WHAT IS REQUIRED: In the entries below, filter for the word "shorts" and copy every matching line.

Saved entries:

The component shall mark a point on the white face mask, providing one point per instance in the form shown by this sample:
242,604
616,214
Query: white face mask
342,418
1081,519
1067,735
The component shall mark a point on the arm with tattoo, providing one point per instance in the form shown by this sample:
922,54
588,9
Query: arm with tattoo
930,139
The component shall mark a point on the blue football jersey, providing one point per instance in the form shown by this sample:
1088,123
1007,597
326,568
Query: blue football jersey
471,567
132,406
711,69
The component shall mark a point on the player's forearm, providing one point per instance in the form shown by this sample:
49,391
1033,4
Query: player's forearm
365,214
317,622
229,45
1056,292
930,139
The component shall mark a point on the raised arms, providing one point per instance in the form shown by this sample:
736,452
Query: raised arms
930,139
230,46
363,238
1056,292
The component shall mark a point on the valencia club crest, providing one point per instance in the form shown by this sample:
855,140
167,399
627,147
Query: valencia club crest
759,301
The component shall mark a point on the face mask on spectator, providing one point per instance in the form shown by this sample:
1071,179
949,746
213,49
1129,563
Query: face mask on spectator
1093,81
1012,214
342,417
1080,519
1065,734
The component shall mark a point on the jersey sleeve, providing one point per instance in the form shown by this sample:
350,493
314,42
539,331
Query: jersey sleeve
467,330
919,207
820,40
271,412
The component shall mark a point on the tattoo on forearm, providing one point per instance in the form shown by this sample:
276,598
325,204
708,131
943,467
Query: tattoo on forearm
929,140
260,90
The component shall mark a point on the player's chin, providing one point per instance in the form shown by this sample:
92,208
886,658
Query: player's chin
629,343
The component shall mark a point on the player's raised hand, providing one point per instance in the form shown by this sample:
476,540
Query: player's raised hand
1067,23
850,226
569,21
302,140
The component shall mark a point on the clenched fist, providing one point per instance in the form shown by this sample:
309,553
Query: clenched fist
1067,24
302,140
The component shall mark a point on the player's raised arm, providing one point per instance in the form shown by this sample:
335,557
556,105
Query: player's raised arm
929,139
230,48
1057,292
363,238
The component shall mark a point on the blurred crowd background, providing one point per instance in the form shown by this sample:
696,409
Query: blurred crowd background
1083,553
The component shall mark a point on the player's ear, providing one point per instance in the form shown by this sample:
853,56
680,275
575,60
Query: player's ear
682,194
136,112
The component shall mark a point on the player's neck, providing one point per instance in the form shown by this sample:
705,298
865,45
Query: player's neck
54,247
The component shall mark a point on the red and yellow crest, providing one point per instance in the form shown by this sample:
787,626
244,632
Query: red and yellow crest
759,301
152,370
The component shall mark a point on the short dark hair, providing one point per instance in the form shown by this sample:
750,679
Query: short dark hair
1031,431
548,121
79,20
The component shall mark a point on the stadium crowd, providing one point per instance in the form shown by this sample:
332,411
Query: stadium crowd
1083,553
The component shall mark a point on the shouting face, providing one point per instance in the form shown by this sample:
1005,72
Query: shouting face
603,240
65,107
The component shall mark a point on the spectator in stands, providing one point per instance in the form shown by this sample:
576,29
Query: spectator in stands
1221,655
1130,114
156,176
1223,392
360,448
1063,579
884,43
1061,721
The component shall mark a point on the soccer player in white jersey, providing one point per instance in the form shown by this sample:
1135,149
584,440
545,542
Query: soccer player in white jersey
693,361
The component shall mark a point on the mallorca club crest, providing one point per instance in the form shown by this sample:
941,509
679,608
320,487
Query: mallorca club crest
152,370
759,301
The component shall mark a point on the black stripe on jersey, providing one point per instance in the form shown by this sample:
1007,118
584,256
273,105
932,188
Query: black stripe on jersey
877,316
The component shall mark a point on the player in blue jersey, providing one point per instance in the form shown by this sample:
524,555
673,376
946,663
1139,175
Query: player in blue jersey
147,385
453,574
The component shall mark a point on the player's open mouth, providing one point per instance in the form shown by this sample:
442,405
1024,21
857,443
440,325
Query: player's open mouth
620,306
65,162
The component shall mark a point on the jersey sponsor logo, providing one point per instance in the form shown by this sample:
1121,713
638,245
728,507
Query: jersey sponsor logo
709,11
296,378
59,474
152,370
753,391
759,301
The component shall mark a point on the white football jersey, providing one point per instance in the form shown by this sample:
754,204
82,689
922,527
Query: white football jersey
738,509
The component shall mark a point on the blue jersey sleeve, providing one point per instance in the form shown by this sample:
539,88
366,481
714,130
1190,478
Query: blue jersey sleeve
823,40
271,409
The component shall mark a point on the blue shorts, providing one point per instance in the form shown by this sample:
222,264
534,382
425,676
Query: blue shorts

SOLVED EXERCISE:
The component shall mark a point on the blue shorts, providing one point per instance in the form shown by this sample:
Query: blue shorts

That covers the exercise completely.